++++ TASK INPUT ++++

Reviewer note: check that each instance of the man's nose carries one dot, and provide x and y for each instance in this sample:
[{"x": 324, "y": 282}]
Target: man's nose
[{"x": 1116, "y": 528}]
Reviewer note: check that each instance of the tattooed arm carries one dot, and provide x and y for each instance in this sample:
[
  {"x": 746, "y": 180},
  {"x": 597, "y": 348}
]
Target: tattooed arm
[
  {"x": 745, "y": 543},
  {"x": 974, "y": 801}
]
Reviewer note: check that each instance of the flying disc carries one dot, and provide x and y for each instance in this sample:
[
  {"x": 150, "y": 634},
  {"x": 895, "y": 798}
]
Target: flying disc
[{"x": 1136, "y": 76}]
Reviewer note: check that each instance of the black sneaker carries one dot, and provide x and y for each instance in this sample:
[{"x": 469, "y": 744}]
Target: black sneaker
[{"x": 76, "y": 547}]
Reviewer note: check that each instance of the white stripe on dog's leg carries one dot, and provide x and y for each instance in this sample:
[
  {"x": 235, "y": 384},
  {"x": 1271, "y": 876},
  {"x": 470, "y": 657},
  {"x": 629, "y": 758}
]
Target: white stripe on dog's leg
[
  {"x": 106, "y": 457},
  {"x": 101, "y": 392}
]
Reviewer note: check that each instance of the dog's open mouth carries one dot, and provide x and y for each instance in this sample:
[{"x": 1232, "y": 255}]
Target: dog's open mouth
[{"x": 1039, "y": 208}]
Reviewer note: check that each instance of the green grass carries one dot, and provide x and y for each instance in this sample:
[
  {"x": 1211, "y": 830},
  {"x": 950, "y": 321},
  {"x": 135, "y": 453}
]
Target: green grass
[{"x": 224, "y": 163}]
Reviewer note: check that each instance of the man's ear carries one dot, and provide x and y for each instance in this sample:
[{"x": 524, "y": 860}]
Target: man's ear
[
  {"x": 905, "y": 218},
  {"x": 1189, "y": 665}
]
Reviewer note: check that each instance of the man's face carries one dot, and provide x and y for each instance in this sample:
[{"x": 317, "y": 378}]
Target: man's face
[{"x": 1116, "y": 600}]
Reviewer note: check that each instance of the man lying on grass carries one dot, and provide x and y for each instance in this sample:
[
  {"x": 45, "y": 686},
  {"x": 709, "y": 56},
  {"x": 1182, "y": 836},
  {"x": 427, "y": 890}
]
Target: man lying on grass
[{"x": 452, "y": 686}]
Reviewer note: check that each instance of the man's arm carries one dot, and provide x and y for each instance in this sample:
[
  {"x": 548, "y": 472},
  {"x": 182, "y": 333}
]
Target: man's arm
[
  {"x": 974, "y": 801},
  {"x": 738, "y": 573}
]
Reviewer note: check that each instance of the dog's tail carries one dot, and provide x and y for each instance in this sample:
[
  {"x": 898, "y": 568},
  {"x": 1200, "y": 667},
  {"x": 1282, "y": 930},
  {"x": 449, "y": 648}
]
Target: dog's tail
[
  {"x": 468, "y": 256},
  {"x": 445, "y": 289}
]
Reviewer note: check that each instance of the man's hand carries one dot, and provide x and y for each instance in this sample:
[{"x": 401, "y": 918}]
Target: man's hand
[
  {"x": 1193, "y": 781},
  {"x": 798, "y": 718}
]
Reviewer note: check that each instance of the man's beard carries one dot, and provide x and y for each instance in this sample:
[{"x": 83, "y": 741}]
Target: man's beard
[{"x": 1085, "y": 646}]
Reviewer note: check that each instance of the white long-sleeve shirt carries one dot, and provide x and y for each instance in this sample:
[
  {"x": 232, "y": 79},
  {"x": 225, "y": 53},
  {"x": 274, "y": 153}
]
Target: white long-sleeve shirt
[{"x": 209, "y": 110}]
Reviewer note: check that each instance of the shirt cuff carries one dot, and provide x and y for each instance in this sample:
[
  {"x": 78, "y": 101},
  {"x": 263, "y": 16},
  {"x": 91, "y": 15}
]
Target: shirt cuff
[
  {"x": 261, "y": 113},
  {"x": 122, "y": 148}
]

++++

# [WHAT TO PRODUCE]
Repeat each record word for word. Do not leave any out.

# [ANSWER BOX]
Reviewer note: check that each instance of the man's nose carries one dot, and provide x and y for each instance in this sample:
[{"x": 324, "y": 282}]
Target: man's nose
[{"x": 1116, "y": 528}]
Reviewer note: check that each instance of the tattooed arm carries one dot, and provide x and y for each instance in this sample:
[
  {"x": 746, "y": 180},
  {"x": 597, "y": 348}
]
Target: tattooed arm
[
  {"x": 745, "y": 543},
  {"x": 974, "y": 801}
]
Reviewer note: check that each instance of the flying disc carries one dot, and provide x and y for each instance in this sample:
[
  {"x": 150, "y": 634},
  {"x": 895, "y": 798}
]
Target: flying disc
[{"x": 1136, "y": 76}]
Reviewer note: check that each instance of the black sneaker carries one dot, and provide x and y for each instance in this sample:
[{"x": 469, "y": 744}]
Target: black sneaker
[{"x": 76, "y": 547}]
Reviewer note: check that each instance of the white stripe on dog's leg carries one dot, and provide x and y for each instance in this sample:
[
  {"x": 235, "y": 384},
  {"x": 1271, "y": 876},
  {"x": 470, "y": 657},
  {"x": 629, "y": 758}
]
Target: white stripe on dog's leg
[
  {"x": 106, "y": 457},
  {"x": 101, "y": 392}
]
Reviewer note: check that each instance of the dog's open mouth carries one dot, and provide x and y for each instance in this sample:
[{"x": 1232, "y": 255}]
Target: dog's open mouth
[{"x": 1039, "y": 208}]
Reviewer note: check that each instance of the green grass carries one dot, and provide x and y for each instance in this sample:
[
  {"x": 1211, "y": 830},
  {"x": 950, "y": 321},
  {"x": 135, "y": 453}
]
Target: green grass
[{"x": 224, "y": 163}]
Reviewer note: check that each instance of the man's ear carries one dot, and provide x and y for each instance in this sample:
[{"x": 524, "y": 860}]
Target: man's ear
[
  {"x": 905, "y": 218},
  {"x": 1189, "y": 665}
]
Reviewer note: check that each instance of the man's face carries one dot, and provide x and y for each instance in this sample:
[{"x": 317, "y": 378}]
Target: man's face
[{"x": 1116, "y": 600}]
Reviewer note: check that each instance of the man lying on grass carries one dot, and provide x and y for each instance in this sample:
[
  {"x": 45, "y": 686},
  {"x": 709, "y": 56},
  {"x": 1182, "y": 836},
  {"x": 427, "y": 890}
]
Target: man lying on grass
[{"x": 452, "y": 686}]
Reviewer note: check that each instance of the man's arm carries one dot, and provide x and y for each instance in this sample:
[
  {"x": 548, "y": 472},
  {"x": 182, "y": 333}
]
Target: man's arm
[
  {"x": 974, "y": 801},
  {"x": 738, "y": 573}
]
Reviewer note: check that each instance of the dog's tail carries one dot, and provide x and y for each instance in this sample:
[
  {"x": 898, "y": 568},
  {"x": 1200, "y": 667},
  {"x": 1282, "y": 930},
  {"x": 449, "y": 648}
]
Target: dog's tail
[
  {"x": 468, "y": 256},
  {"x": 445, "y": 289}
]
Reviewer note: check that each instance of the man's hand carries one dot, and provide x and y for each instance in this sample:
[{"x": 401, "y": 918}]
Target: man's hand
[
  {"x": 1193, "y": 781},
  {"x": 798, "y": 718}
]
Reviewer note: check that each instance of the man's beard carries one dot, and provide x and y for each instance in this sample:
[{"x": 83, "y": 741}]
Target: man's beard
[{"x": 1085, "y": 646}]
Reviewer note: check that each instance of the white long-sleeve shirt carries one dot, and provide x and y for each instance in this sample:
[
  {"x": 232, "y": 79},
  {"x": 225, "y": 53},
  {"x": 274, "y": 153}
]
Target: white long-sleeve shirt
[{"x": 209, "y": 110}]
Reviewer note: check that each instance of the shirt cuff carries one dot, and provide x and y for each instance in this sample:
[
  {"x": 78, "y": 101},
  {"x": 263, "y": 16},
  {"x": 91, "y": 15}
]
Target: shirt cuff
[
  {"x": 261, "y": 113},
  {"x": 122, "y": 148}
]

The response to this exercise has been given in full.